_PASSAGE SHOWN_
You can install leaflet writing the following code:
install.packages("leaflet")
The function leaflet() returns a canvas you can work on. addTiles() function puts a map of the world in the canvas. Write leaflet() %>% addTiles() at the prompt with no arguments to see the result. Also, leaflet() takes as an argument the data, but first we have to explain something.
Leaflet does not understand our spacial polygons data as they are. Before we can use them we must transform them. ‘rgdal’ library also provides the spTransform() function which makes the data understandable for leaflet.
The next easy step is to transform the data (remember we previously load rgdal with library(rgdal))
mexTransfor <- spTransform(mex, CRS("+init=epsg:4326"))
So even though our data didn’t change, it is now ready to use.
Some important features of Leaflet (like centering your map or adding markers) must be entered as latitude, longitude coordinates.A useful function for getting this information is geocode() from ggmap library.
you can install ggmap with the following code:
install.packages('ggmap')

_GIVEN PROBLEM A_
Please recast the entries from the line with "--target small box" up to and including the line with "[[[250,22],[250,0],[227,0],[226,22]]]" as a Markdown table with the columns Row and Line, one line per row, skipping blank lines.

[Outline labeling records]
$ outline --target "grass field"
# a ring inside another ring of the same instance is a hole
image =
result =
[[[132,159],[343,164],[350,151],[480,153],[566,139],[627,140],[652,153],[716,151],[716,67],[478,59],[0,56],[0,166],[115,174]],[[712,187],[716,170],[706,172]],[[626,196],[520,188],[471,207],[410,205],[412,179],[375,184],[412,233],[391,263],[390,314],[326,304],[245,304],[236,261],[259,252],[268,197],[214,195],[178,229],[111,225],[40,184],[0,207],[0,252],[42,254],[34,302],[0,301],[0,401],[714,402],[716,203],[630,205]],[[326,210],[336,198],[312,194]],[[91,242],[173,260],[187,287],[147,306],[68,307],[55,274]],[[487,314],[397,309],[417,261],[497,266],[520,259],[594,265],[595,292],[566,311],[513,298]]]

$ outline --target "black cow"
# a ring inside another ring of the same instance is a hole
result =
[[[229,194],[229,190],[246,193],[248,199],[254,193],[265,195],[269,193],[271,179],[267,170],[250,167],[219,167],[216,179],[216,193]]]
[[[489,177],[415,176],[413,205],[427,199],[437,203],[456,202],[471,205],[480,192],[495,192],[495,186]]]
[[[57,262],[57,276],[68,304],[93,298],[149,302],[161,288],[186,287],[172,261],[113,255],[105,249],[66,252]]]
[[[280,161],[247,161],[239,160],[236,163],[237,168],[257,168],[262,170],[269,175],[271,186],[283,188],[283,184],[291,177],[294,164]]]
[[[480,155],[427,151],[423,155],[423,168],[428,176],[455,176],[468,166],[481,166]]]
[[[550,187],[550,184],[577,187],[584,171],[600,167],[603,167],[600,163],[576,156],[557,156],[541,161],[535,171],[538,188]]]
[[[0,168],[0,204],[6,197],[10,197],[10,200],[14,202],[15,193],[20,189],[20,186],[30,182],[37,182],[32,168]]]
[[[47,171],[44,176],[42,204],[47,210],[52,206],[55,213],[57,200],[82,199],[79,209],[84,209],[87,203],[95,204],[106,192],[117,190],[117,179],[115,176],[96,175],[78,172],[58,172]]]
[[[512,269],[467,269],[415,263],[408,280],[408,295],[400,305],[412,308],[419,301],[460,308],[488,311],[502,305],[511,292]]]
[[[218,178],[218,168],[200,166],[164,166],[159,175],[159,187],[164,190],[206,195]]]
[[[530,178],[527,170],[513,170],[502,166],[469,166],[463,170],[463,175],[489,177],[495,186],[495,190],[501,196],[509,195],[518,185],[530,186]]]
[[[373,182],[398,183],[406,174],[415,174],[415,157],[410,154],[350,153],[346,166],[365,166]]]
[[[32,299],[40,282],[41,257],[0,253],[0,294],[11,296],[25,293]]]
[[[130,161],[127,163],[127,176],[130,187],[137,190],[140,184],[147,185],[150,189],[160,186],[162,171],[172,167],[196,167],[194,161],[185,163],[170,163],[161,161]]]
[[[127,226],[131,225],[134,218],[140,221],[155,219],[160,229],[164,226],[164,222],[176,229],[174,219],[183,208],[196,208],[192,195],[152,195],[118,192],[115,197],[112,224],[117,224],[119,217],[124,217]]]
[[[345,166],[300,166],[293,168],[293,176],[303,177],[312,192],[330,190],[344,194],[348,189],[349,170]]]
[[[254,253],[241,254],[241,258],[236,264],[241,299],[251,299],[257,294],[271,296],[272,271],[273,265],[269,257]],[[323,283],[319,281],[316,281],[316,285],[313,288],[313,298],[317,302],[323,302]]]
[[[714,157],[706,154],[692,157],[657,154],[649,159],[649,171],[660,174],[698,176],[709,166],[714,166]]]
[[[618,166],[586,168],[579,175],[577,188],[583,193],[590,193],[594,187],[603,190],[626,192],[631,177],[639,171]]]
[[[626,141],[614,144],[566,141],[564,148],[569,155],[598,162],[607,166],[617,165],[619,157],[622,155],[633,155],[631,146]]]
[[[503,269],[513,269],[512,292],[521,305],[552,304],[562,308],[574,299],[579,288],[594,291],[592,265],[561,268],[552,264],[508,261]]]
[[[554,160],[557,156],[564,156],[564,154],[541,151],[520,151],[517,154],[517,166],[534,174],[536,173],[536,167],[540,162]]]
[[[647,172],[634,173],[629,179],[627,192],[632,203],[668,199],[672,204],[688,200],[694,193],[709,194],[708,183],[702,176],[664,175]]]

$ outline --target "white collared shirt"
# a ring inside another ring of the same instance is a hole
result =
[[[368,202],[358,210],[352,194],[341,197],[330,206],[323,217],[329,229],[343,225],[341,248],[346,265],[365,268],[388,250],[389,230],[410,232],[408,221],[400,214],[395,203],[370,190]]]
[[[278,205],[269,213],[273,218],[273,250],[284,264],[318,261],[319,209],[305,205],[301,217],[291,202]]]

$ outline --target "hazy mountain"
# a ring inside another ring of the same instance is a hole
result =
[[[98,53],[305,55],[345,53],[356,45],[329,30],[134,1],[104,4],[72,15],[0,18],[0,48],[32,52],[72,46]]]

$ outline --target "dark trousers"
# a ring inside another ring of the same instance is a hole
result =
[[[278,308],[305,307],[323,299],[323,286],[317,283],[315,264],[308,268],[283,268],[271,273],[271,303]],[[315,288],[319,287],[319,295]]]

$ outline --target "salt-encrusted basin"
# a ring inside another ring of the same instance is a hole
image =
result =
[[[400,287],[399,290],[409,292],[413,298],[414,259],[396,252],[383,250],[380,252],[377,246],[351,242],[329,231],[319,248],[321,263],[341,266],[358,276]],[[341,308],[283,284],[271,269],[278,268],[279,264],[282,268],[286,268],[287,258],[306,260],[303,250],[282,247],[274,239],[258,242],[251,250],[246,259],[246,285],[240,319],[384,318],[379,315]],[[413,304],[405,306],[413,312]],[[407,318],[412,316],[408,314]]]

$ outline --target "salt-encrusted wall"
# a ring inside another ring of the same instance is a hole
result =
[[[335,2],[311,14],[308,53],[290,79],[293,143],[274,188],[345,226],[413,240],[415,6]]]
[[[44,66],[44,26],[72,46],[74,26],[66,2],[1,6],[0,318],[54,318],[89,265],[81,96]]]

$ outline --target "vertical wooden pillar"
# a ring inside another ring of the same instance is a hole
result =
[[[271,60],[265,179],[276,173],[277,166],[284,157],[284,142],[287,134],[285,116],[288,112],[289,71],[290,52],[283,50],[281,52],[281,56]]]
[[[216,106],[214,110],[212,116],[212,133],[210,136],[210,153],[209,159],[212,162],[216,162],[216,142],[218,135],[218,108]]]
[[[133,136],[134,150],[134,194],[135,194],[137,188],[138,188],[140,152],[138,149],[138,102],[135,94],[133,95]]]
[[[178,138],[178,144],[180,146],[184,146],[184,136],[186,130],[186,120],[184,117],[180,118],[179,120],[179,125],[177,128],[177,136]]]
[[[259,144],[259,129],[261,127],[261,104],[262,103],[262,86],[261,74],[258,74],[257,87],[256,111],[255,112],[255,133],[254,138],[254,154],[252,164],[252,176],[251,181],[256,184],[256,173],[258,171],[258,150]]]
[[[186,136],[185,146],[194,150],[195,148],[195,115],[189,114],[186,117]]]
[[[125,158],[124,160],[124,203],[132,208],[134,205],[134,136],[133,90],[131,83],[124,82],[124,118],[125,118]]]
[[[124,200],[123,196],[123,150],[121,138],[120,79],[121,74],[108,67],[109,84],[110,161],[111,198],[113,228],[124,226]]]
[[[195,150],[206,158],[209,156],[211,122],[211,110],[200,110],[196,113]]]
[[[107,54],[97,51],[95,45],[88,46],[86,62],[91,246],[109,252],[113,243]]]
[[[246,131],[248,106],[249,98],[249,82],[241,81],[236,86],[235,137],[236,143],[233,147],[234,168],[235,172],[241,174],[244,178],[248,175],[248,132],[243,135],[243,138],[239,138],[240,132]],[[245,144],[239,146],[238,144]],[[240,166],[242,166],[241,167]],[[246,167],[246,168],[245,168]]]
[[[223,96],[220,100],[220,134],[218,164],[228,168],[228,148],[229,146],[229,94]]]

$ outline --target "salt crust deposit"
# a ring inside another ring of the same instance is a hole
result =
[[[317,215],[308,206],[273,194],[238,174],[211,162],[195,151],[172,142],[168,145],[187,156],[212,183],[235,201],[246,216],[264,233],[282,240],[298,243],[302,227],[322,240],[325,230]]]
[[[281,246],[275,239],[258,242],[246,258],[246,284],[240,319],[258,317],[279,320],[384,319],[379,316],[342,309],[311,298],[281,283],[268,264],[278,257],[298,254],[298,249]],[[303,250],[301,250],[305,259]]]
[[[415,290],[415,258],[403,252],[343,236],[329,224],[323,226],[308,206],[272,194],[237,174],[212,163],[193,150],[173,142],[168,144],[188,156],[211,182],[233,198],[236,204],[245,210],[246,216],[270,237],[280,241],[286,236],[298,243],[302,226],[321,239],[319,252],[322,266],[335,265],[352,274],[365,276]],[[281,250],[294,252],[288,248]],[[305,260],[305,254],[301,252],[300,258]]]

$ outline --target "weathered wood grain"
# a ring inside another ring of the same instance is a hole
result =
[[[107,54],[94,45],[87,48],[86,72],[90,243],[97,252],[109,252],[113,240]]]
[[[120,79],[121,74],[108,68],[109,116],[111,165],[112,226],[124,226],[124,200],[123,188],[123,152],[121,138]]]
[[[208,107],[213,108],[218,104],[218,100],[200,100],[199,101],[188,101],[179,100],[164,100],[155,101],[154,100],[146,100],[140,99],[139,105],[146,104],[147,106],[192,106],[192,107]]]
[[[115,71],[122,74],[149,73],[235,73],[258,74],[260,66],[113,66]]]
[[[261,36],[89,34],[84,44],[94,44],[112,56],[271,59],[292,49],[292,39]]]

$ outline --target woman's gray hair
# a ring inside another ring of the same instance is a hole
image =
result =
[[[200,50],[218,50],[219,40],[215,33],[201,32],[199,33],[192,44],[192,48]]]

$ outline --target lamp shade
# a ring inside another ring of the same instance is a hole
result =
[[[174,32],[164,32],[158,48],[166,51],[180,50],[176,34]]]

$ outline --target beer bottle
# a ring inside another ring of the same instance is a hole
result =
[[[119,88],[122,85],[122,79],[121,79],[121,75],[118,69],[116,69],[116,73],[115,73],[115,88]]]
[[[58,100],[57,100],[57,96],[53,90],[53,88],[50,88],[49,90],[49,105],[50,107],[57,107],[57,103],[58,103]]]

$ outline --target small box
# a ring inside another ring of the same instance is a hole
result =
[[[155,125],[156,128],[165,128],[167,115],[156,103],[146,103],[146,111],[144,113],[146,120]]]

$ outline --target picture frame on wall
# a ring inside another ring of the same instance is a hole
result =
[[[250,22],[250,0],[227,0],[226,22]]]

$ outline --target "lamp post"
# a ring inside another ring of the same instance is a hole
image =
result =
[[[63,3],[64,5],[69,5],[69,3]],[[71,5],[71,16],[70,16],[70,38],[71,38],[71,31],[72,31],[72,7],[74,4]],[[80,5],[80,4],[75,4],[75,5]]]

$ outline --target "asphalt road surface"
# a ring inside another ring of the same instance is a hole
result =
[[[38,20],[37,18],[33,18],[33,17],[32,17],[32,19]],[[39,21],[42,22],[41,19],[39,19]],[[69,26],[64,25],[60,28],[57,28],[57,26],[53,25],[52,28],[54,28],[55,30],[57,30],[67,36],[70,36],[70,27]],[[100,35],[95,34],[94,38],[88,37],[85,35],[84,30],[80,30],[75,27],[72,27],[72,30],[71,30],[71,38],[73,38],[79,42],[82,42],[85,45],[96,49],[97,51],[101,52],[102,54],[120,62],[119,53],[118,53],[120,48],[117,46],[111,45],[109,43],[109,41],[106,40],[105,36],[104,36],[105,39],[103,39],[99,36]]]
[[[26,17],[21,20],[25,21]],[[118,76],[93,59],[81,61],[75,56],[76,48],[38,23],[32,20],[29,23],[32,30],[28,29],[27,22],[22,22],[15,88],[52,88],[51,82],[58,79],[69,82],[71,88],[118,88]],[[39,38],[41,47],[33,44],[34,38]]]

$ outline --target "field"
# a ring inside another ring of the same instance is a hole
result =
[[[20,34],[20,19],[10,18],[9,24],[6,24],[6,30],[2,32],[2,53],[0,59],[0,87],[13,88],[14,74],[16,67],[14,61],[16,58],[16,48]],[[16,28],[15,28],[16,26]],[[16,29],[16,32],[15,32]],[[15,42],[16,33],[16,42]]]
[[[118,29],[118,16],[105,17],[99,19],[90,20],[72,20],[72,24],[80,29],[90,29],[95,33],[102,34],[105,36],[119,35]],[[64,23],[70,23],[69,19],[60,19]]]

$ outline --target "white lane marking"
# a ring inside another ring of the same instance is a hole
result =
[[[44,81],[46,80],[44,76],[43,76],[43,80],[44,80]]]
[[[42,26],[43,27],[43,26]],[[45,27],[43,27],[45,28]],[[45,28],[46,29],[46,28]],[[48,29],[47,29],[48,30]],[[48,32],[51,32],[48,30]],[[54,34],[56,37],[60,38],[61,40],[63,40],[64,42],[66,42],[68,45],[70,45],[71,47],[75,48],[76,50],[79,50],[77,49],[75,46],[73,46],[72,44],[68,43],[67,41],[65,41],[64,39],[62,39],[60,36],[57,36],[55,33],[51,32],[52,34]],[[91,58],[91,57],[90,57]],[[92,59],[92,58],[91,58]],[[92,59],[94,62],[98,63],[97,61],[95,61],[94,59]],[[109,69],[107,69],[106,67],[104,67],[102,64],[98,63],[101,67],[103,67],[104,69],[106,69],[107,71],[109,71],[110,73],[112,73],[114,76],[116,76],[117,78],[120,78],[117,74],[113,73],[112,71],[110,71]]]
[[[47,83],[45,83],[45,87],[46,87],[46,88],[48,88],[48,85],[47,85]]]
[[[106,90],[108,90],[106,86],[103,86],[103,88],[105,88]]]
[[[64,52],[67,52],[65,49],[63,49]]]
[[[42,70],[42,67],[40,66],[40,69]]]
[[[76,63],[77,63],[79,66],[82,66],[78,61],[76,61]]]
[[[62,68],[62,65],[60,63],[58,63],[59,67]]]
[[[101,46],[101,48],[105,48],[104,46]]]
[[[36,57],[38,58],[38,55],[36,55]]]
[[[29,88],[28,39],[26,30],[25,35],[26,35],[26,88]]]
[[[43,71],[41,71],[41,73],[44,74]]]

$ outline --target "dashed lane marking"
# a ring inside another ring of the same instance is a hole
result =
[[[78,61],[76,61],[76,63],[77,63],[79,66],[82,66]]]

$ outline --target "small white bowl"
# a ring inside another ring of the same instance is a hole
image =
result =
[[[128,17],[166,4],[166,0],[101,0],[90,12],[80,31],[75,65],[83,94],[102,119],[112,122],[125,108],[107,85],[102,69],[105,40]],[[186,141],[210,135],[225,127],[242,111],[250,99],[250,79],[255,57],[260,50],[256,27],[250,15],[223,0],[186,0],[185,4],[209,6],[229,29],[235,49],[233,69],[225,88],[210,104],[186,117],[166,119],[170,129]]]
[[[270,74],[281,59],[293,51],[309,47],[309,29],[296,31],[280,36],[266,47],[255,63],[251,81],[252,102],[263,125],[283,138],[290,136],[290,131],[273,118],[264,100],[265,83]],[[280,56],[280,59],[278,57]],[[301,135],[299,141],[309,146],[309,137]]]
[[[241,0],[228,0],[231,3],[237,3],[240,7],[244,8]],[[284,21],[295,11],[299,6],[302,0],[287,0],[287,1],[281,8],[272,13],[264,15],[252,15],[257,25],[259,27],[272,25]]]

_GIVEN PROBLEM B_
According to the Leaflet passage, which function from the ggmap library is useful for getting latitude and longitude coordinates?

_COMPLETE RESPONSE A_
| Row | Line |
|---|---|
| 1 | $ outline --target small box |
| 2 | # a ring inside another ring of the same instance is a hole |
| 3 | result = |
| 4 | [[[155,125],[156,128],[165,128],[167,115],[156,103],[146,103],[146,111],[144,113],[146,120]]] |
| 5 | $ outline --target picture frame on wall |
| 6 | # a ring inside another ring of the same instance is a hole |
| 7 | result = |
| 8 | [[[250,22],[250,0],[227,0],[226,22]]] |

_COMPLETE RESPONSE B_
geocode()